Copy the records from their first line through the line containing "[233,435,352,548]", substituting "pitched roof" for "gabled roof" and leaving everything else unchanged.

RECORDS SHOWN:
....................
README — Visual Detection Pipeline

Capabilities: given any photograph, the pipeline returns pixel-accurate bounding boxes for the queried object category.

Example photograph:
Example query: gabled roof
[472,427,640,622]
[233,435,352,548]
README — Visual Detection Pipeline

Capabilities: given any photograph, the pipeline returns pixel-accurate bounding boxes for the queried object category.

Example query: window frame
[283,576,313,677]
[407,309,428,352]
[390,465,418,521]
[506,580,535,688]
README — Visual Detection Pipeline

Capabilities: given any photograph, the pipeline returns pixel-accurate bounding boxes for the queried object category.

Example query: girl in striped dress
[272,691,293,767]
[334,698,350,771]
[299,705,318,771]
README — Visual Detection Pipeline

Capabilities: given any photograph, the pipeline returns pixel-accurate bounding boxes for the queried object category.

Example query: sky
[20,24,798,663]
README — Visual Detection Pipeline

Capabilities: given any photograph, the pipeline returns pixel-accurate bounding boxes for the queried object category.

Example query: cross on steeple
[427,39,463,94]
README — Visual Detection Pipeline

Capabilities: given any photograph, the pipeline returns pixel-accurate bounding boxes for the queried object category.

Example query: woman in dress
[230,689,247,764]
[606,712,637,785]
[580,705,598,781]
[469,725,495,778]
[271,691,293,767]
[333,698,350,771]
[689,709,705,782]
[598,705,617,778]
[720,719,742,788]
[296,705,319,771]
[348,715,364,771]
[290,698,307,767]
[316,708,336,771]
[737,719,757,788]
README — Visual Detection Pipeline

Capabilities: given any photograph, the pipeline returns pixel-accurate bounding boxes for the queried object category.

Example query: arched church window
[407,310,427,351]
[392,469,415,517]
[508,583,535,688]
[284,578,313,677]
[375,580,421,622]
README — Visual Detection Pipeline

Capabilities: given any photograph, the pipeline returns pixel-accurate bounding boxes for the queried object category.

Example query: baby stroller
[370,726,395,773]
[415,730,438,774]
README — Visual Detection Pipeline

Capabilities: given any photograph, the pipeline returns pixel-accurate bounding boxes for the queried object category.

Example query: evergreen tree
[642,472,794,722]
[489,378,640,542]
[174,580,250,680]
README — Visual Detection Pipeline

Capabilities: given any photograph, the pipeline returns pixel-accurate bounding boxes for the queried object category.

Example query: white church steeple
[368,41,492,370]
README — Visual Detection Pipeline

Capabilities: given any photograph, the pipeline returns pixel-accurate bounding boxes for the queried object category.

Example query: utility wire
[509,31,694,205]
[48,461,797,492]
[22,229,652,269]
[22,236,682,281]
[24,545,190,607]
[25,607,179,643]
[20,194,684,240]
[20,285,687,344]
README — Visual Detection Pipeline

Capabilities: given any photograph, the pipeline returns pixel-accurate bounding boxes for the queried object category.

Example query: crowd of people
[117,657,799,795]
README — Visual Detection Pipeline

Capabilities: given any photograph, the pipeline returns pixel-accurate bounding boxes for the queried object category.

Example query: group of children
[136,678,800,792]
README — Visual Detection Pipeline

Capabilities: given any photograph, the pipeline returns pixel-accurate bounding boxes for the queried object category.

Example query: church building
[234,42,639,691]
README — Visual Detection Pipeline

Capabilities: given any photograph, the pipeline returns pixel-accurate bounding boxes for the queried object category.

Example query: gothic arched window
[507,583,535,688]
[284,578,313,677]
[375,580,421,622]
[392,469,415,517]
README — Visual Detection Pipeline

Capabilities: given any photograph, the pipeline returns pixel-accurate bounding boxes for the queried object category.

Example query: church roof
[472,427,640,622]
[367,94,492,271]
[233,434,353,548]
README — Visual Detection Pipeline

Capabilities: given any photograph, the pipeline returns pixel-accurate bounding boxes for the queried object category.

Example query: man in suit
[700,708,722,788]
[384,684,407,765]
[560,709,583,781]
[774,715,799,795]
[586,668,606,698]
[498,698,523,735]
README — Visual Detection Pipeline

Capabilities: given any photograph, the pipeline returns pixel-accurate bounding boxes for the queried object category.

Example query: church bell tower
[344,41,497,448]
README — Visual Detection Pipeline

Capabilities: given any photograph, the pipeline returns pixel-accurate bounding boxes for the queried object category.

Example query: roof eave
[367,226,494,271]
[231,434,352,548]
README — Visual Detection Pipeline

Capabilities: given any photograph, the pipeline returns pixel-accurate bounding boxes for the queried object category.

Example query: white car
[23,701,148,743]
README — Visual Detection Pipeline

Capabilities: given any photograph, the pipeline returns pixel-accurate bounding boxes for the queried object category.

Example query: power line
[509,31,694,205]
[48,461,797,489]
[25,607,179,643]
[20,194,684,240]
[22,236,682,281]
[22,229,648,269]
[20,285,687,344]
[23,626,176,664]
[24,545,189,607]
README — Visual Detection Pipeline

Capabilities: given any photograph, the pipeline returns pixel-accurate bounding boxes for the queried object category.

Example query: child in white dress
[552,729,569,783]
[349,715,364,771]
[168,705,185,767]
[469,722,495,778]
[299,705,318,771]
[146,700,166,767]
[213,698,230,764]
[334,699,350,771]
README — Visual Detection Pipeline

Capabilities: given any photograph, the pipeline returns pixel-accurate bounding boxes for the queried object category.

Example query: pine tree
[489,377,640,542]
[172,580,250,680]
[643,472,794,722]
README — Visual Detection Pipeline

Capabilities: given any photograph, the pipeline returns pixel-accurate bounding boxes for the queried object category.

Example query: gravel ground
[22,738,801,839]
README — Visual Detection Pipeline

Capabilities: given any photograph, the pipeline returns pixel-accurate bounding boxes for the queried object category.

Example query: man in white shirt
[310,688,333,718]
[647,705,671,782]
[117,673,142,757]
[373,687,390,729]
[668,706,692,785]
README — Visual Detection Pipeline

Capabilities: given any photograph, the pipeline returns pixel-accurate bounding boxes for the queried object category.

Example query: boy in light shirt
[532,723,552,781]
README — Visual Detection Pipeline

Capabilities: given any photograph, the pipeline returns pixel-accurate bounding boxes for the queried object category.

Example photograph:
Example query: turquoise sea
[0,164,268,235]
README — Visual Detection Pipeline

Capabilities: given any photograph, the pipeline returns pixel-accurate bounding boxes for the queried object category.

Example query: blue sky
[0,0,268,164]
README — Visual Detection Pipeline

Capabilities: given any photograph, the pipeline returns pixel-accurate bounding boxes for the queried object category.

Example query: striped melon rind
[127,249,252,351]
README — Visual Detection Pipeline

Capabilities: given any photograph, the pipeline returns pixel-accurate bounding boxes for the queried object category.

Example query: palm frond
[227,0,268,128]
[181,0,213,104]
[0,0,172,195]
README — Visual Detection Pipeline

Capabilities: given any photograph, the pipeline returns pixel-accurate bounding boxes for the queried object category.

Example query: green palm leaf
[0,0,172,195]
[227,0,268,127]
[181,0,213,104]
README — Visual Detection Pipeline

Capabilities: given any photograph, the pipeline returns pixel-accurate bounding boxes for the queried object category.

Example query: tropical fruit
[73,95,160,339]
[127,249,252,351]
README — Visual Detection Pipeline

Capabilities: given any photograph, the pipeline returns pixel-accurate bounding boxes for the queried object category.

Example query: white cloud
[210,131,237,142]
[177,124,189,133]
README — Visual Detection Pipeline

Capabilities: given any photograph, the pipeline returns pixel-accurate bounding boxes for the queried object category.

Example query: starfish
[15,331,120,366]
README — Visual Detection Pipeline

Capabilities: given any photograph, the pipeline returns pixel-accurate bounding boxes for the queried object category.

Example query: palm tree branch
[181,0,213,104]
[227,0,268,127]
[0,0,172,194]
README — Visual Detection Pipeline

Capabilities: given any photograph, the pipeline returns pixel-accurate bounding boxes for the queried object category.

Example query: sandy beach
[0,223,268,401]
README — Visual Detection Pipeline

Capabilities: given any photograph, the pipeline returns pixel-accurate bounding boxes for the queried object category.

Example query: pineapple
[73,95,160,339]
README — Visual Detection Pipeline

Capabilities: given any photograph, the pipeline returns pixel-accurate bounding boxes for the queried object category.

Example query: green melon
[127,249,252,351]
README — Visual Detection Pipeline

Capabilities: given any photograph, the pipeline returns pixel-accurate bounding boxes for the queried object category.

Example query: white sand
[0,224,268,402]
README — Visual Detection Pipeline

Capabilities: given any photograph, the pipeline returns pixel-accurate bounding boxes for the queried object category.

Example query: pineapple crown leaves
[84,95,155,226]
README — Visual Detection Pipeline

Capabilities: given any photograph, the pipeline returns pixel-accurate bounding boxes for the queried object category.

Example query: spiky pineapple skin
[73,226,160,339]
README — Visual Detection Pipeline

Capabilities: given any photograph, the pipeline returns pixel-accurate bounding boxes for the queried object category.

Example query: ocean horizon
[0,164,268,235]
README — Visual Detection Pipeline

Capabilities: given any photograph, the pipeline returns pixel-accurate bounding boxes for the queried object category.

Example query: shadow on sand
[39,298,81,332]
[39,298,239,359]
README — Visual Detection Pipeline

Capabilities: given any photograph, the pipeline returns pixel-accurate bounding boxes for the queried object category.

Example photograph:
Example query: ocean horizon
....................
TASK ANSWER:
README — Visual Detection Pipeline

Capabilities: given any photograph, the pipeline returns pixel-accurate bounding boxes for the queried object category.

Example photograph:
Example query: pitched roof
[472,427,640,622]
[233,435,352,548]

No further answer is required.